Pick out and copy every line in the items below that contains the word "tall".

Entries drawn from a collection
------------------------

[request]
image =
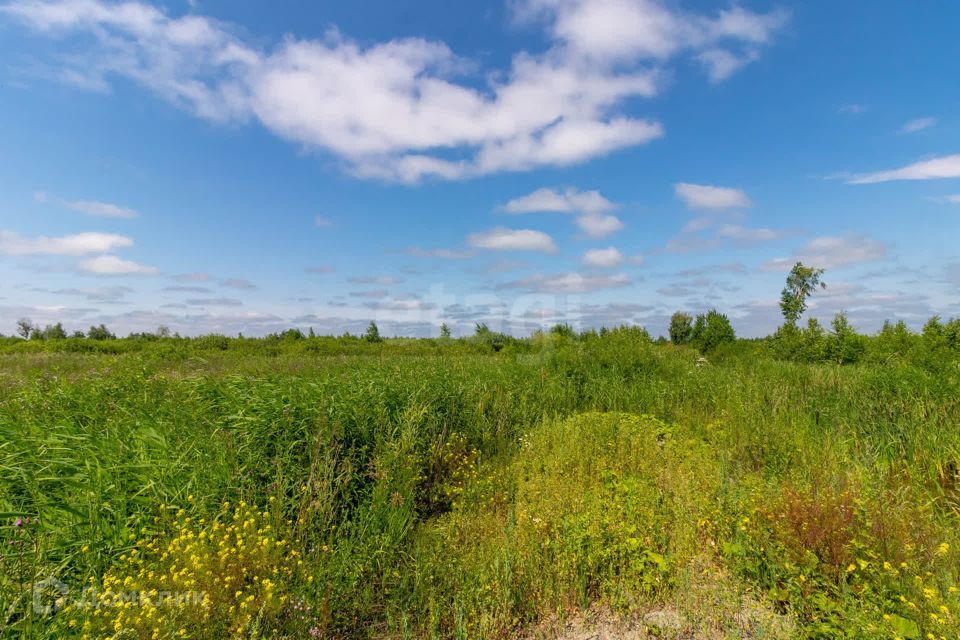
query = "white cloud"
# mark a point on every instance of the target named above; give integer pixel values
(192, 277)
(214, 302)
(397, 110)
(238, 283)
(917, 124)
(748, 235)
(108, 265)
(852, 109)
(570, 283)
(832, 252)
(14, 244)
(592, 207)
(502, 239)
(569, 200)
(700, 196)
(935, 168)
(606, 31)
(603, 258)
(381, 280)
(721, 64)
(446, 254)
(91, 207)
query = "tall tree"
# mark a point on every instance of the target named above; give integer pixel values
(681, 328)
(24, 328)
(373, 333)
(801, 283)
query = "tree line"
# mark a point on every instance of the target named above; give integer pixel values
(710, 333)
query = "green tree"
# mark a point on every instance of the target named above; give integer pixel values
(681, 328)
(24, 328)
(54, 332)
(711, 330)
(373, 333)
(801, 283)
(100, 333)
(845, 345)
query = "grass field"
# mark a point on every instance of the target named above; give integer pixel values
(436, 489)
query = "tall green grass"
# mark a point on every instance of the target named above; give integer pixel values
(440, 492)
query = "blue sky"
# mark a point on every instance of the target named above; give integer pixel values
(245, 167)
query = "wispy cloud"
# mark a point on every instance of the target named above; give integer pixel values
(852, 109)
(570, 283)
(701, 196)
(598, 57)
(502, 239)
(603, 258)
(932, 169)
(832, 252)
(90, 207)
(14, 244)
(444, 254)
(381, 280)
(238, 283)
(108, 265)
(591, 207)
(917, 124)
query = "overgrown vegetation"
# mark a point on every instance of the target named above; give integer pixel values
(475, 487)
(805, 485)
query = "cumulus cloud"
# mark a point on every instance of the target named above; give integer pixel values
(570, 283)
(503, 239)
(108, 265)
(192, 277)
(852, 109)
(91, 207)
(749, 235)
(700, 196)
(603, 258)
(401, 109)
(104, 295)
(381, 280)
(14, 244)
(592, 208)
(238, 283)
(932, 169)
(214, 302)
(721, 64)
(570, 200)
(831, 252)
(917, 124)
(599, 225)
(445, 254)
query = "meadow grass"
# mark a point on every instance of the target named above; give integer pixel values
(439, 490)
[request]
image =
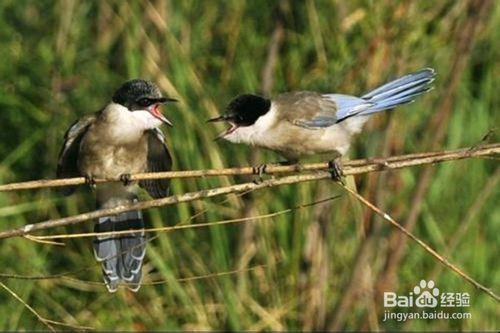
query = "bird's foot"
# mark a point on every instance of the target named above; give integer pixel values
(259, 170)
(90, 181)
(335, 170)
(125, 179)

------------------------

The result:
query = "tall tree"
query = "tall green grass"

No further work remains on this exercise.